● **PROBLEM DETAILS**
Output each record exactly as given. Leave out every picture.
####
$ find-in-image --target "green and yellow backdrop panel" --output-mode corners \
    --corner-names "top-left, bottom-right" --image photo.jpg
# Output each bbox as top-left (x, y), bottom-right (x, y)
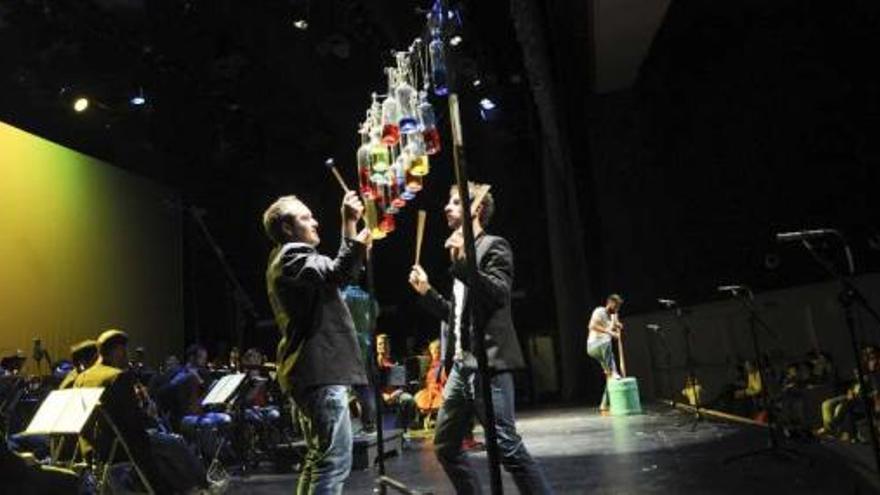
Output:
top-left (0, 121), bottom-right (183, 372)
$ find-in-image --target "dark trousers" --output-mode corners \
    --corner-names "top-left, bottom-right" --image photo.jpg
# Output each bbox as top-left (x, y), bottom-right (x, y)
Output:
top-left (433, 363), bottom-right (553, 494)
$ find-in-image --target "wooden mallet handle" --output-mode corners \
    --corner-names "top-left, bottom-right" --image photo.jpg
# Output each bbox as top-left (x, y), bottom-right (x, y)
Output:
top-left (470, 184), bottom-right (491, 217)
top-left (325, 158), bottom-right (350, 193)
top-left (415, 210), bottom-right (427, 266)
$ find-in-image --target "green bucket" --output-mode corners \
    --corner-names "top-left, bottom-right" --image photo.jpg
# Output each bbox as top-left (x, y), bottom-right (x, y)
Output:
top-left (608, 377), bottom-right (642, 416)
####
● **RESPONSE**
$ find-in-image --target "green and yellow backdrop panel" --output-mode corners \
    --corner-names "top-left, bottom-right" --image photo.jpg
# Output each bbox as top-left (x, y), bottom-right (x, y)
Output:
top-left (0, 121), bottom-right (183, 372)
$ find-in-image --target "dark trousers" --output-mode corners \
    --corner-names "top-left, bottom-right" --image photo.jpg
# Output each bbox as top-left (x, y), bottom-right (x, y)
Output:
top-left (433, 363), bottom-right (553, 494)
$ find-in-image --target "wooden mallet handle" --output-mode corners \
    --corner-names "top-left, bottom-right" --image photo.jpg
# Output each bbox as top-left (x, y), bottom-right (x, y)
Output:
top-left (470, 184), bottom-right (491, 217)
top-left (325, 158), bottom-right (350, 193)
top-left (415, 210), bottom-right (427, 266)
$ find-in-image --target "green bucket" --output-mode corners \
    --corner-names "top-left, bottom-right" --image photo.jpg
# Output each bbox as top-left (x, y), bottom-right (x, y)
Output:
top-left (608, 377), bottom-right (642, 416)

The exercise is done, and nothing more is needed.